Un grand nombre de jeunes africains sont contraints à l’aventure. Une situation parfois due à des problèmes de gouvernance dans leur secteur d’activité. C’est le cas d’un jeune footballeur professionnel béninois qui à cause de difficultés dans son secteur est allé tenter sa chance ailleurs. 

Footballeur professionnel, Boliano a vu sa carrière prendre un coup à cause de péripéties liées à la gouvernance. Aujourd’hui coach dans un centre de formation à Allada, au sud du Bénin, il nourrit l’espoir de transmettre le flambeau aux jeunes générations, et raconte à Dialogue Migration ses hauts et ses bas.

Cette matinée de juillet 2023, durant environ deux heures d’exercices, des adolescents dont certains font leurs premières armes au jonglage d’un ballon de football s’entraînent, avec pour seul rêve : devenir footballeur professionnel. Au terme de l’exercice du jour, le jeune homme, âgé de 30 ans qui les encadre, se confie à Dialogue Migration. On pouvait lire dans son regard tout le bonheur que lui procure l’encadrement de ces enfants. Hounguè Boya, alias Boliano né en 1993 d’un père taximan et d’une mère ménagère est un mordu de football et grand fan depuis son enfance du gardien de but allemand Oliver Kahn. Comme son idole, il a voulu devenir gardien de but. En effet, il est un ancien pensionnaire du Centre international de formation Ajavon Sébastien (CIFAS), précédemment situé à Djèfa au sud du Bénin sur la route Cotonou-Porto-Novo, menant également à Sèmè Kraké, la frontière bénino-nigériane.

Il se rappelle ses plus vives émotions qui l’ont poussé à embrasser cette carrière. C’était lors de la Coupe du monde de football Corée/Japon 2002. Boliano a fait ses débuts au CEG1 Azovè au sud-ouest du Bénin dans le département du Couffo. Issu d’une famille modeste et voulant réaliser son rêve de devenir gardien de but, il n’avait pas pu s’inscrire au Centre de formation du Cifas qui tournait autour de deux millions par an à l’époque. Cependant, la chance va lui sourire. En 2009, l’équipe de son établissement scolaire dans laquelle il jouait est devenue championne des départements du Mono-Couffo, et elle a pris part à la phase nationale du championnat scolaire à Lokossa. Ses prestations au cours du championnat ont retenu l’attention des détecteurs du Cifas venus suivre la compétition. Il va être retenu dans la liste des six gardiens boursiers à intégrer le CIFAS en 2009, après un test sur une centaine d’athlètes. Il sera pris en charge par le centre de formation pour ses études et le sport dans la catégorie des U16 (moins de 16 ans).

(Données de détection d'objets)
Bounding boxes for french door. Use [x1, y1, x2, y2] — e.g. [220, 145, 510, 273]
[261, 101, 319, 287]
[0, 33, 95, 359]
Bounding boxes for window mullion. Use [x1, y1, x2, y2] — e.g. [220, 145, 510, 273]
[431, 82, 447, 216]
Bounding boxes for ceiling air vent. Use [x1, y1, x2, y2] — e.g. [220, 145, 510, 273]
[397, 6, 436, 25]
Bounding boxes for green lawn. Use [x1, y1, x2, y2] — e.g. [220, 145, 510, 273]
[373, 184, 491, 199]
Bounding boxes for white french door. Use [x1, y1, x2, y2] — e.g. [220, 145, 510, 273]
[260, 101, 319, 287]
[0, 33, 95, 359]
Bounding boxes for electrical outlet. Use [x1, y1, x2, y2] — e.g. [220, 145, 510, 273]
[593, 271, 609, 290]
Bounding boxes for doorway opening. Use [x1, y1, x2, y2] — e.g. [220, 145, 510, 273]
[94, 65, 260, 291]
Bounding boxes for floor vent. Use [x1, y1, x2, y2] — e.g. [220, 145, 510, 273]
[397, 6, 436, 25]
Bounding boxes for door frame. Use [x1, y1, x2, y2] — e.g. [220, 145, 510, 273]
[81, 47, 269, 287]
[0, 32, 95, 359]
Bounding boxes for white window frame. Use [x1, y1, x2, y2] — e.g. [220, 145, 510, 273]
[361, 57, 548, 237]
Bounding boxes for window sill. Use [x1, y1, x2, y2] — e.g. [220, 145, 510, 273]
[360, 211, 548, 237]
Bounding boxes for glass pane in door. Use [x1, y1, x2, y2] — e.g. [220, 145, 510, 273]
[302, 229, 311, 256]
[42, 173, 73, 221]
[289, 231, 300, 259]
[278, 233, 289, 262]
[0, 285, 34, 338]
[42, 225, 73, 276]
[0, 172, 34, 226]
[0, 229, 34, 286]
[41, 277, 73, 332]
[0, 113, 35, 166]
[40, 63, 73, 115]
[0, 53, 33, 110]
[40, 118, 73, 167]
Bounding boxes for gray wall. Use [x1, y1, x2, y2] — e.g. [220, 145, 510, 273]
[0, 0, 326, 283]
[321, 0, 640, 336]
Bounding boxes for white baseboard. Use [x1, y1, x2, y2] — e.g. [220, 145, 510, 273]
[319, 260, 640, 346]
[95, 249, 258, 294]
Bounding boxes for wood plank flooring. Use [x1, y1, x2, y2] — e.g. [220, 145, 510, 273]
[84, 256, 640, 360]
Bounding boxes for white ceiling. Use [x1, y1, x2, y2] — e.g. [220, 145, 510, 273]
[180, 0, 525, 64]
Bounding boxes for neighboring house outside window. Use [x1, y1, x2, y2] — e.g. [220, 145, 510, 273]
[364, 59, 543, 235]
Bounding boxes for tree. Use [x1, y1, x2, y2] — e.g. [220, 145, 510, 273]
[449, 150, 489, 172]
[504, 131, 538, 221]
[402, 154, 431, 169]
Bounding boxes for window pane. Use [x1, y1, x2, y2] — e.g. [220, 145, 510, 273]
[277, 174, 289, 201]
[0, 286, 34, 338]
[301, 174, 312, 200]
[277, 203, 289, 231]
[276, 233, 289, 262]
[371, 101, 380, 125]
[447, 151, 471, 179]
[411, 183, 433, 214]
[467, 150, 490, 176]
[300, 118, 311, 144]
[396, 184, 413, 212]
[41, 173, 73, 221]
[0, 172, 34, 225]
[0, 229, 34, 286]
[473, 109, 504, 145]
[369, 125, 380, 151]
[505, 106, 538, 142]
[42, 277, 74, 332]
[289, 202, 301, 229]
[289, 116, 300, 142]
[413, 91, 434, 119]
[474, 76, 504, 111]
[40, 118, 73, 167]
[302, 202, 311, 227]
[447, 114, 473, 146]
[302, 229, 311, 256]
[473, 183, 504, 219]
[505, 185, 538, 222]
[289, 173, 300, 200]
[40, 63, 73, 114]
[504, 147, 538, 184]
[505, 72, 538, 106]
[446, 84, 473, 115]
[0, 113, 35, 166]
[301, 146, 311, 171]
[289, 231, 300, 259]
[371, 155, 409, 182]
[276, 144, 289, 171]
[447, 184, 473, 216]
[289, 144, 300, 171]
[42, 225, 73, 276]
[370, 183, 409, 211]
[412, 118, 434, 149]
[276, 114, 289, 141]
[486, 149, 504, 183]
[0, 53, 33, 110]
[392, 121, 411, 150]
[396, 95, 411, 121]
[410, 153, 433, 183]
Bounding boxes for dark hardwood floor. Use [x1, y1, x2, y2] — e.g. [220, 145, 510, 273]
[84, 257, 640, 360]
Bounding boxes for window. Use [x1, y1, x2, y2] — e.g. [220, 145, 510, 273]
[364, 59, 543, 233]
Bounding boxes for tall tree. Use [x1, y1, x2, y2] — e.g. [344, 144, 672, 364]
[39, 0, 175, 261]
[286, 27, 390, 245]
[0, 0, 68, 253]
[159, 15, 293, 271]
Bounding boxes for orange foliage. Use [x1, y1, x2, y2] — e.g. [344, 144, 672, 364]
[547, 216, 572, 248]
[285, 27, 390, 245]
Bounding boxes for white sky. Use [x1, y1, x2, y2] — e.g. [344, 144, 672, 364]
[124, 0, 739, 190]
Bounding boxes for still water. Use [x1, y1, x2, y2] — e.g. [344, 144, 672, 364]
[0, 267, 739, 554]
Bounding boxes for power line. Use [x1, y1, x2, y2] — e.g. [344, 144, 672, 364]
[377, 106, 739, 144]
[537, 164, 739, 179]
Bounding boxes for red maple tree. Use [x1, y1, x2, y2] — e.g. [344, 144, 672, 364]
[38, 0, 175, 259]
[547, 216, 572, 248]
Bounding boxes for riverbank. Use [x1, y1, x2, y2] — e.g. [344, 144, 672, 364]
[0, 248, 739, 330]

Énoncé A - Dans l'extrait sur le footballeur béninois, de quel gardien de but Boliano est-il fan depuis son enfance ?
Énoncé B - Dans l'extrait sur le footballeur béninois, substituez « gestion » à « gouvernance » et réécrivez le passage allant de « Un grand nombre » jusqu'à « et ses bas. » inclus.
Énoncé C - Reprenez l'extrait sur le parcours du footballeur béninois et poursuivez-le après sa dernière phrase.

Réponse A - Du gardien de but allemand Oliver Kahn.

Réponse B -
Un grand nombre de jeunes africains sont contraints à l’aventure. Une situation parfois due à des problèmes de gestion dans leur secteur d’activité. C’est le cas d’un jeune footballeur professionnel béninois qui à cause de difficultés dans son secteur est allé tenter sa chance ailleurs. 

Footballeur professionnel, Boliano a vu sa carrière prendre un coup à cause de péripéties liées à la gestion. Aujourd’hui coach dans un centre de formation à Allada, au sud du Bénin, il nourrit l’espoir de transmettre le flambeau aux jeunes générations, et raconte à Dialogue Migration ses hauts et ses bas.

Réponse C -
Début du calvaire 

Quelques années plus tard, tout va s’écrouler comme un château de cartes. En effet, à l’époque, il y avait une crise qui secouait le football béninois. « En 2011, à notre grande surprise on apprend à la télévision que le président Ajavon avait fermé le centre de formation. On était plus de 200 pensionnaires », raconte Boliano. Il ajoute d’une voix abasourdie : « Ceux dont les parents avaient un peu de moyens ont envoyé leurs enfants en Côte d’Ivoire, au Ghana, en Algérie, en Tunisie et autres. Et nous qui n’avions personne, nous étions livrés à nous même. C’est là que le calvaire a commencé ». Boliano face à cette situation, ne va tout de même pas baisser les bras, et il a poursuivi sa dynamique en s’entraînant au quartier. Après la fermeture du Cifas, il a été sollicité par Soleil Football club, à Cotonou. Après quoi, il a jugé utile d’aller en aventure. « Après une demi-saison avec le club, j’ai jugé utile d’aller me chercher à l’extérieur. Quand bien même je n’avais pas les moyens et je ne connaissais personne, vu que j’ai déjà fait mes expériences au pays », poursuit-il. Malgré ce revirement de situation intervenu dans son parcours, Boliano n’avait qu’une envie qui l’animait : réussir.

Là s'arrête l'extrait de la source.